SOURCE DATA =>
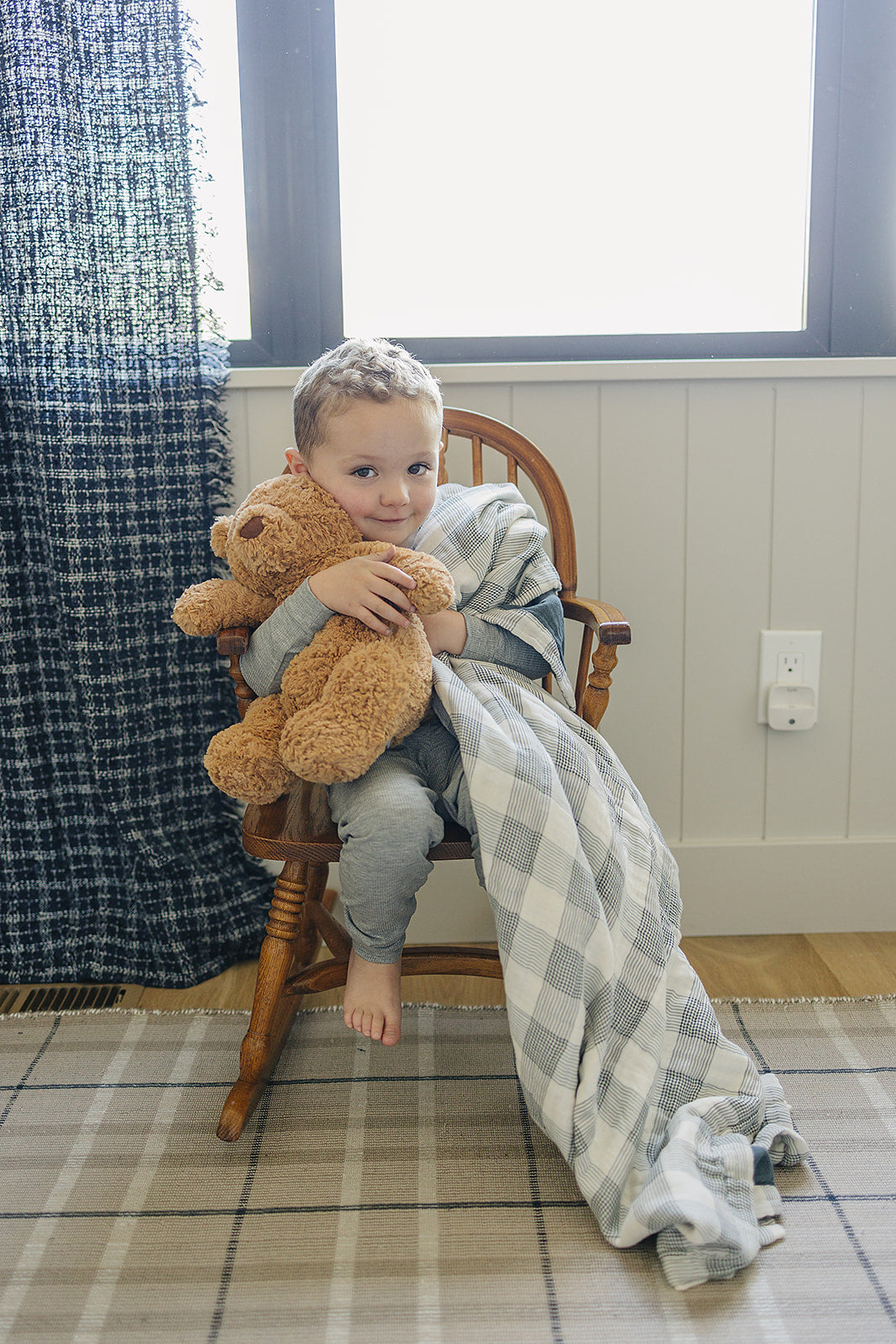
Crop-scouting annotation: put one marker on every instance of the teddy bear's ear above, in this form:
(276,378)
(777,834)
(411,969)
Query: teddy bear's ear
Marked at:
(221,528)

WRITTEN TASK => Return the rows above line for line, unchanged, and omit the pictures.

SOLVED EXERCISE =>
Crop-scouting annotation: put one marker on every instance of the teddy bear's ear above, in this form:
(276,378)
(777,834)
(411,969)
Query: teddy bear's ear
Marked at:
(221,528)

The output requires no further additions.